• [WHAT NEEDS TO BE DONE] Include only the line with "Target: blue backpack" and the lines after it, each reproduced exactly as it stands in the entries below.

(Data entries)
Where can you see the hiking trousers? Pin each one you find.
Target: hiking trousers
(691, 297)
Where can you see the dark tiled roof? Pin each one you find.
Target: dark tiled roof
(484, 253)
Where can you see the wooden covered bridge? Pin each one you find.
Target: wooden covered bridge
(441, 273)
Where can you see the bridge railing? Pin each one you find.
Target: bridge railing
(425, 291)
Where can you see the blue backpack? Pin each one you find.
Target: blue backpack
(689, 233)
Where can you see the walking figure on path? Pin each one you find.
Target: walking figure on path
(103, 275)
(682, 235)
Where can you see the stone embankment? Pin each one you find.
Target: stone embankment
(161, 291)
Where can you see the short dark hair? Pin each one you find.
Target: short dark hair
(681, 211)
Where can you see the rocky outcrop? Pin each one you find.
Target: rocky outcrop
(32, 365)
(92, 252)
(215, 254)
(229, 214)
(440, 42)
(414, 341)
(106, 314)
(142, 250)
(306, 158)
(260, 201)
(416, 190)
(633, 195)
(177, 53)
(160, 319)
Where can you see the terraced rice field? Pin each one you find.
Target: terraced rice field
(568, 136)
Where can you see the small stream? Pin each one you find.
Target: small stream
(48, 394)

• [OUTPUT FOR THIS EXERCISE]
Target: blue backpack
(689, 233)
Where can you see the walking figure on path? Pin each one you find.
Target: walking figure on path
(103, 275)
(682, 235)
Where can you see the stone embankment? Pin each one you find.
Target: stone embankment
(161, 291)
Where can you see the short dark hair? Pin each one you find.
Target: short dark hair
(681, 211)
Where can you see the rocky outcrop? Pin each one you find.
Target: rocky outcrop
(32, 365)
(92, 252)
(215, 254)
(229, 214)
(440, 42)
(414, 341)
(106, 314)
(142, 250)
(306, 158)
(260, 201)
(416, 190)
(633, 195)
(177, 53)
(160, 319)
Where can you see the terraced rice field? Pin each one you find.
Target: terraced rice field
(568, 136)
Where can you see the small stream? Pin each one you find.
Target: small stream
(48, 394)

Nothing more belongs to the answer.